Task description. How many lines in the data below contain the word "roof"? State only the number.

— start of Extracted entries —

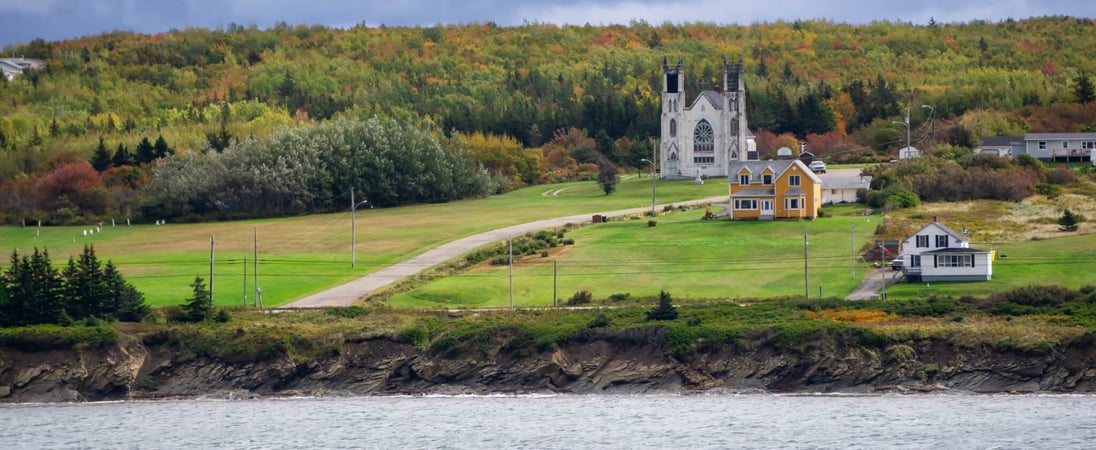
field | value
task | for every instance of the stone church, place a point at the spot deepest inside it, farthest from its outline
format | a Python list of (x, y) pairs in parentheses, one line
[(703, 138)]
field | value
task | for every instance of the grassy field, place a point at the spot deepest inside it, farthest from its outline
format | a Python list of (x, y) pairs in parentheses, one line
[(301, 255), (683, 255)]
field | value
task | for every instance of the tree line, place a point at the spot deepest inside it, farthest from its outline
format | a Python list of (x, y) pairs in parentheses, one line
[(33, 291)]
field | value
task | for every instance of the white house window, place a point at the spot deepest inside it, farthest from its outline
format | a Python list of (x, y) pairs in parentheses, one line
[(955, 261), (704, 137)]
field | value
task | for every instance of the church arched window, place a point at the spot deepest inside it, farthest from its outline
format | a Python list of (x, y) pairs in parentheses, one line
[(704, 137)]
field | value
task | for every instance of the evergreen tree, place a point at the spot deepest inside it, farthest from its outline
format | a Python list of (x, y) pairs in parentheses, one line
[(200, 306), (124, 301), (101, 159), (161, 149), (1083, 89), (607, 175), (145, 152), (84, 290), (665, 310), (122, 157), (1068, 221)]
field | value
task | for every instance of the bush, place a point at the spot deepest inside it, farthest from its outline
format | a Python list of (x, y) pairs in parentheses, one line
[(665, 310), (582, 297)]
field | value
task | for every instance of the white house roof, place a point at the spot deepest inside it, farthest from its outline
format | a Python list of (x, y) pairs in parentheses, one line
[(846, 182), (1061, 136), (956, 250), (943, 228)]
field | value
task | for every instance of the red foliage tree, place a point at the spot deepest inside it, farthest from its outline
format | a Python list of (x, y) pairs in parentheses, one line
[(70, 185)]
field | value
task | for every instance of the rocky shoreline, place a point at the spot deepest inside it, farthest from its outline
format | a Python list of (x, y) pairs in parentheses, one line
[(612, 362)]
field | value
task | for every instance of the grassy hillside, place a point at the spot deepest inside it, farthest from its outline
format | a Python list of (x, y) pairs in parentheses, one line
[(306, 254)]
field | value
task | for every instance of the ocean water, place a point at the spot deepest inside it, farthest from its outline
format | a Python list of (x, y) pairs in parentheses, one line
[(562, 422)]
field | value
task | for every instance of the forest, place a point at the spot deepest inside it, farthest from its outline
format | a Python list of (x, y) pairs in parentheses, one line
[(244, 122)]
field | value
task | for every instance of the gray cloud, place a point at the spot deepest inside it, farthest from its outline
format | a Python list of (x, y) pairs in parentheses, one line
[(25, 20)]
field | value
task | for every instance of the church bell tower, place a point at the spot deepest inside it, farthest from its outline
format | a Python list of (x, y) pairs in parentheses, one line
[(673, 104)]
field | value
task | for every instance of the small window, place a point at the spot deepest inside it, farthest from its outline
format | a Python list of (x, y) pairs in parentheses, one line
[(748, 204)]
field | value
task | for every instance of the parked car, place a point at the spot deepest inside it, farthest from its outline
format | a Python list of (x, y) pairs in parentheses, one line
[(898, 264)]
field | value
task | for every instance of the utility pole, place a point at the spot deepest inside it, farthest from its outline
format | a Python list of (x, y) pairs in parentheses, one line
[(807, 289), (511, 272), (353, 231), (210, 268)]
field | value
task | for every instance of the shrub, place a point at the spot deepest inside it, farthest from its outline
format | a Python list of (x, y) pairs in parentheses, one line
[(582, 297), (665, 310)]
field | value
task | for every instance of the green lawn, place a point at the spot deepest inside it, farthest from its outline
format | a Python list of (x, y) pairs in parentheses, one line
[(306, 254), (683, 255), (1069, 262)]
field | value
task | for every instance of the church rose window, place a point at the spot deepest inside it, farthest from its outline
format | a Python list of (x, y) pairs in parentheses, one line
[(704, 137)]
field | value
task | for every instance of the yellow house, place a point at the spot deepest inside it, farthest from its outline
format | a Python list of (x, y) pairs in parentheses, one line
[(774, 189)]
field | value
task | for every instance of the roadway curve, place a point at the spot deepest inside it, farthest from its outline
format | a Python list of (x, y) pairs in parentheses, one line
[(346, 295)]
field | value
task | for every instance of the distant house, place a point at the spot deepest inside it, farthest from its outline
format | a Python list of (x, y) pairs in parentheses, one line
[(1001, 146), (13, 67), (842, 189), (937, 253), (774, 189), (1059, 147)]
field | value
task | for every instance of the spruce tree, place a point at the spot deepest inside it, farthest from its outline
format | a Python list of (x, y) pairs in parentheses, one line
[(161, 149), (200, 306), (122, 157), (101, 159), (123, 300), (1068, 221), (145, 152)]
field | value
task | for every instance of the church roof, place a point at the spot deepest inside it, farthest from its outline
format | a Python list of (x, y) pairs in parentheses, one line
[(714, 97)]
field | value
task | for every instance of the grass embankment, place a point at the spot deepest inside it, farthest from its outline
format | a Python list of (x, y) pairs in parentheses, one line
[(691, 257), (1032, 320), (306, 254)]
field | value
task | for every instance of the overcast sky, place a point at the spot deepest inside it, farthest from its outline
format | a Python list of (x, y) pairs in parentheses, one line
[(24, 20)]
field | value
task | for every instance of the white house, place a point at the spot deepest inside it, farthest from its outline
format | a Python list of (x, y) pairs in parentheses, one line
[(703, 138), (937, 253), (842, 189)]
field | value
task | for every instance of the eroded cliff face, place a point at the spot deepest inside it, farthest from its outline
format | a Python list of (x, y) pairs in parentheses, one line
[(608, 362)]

— end of Extracted entries —

Response to the task. 2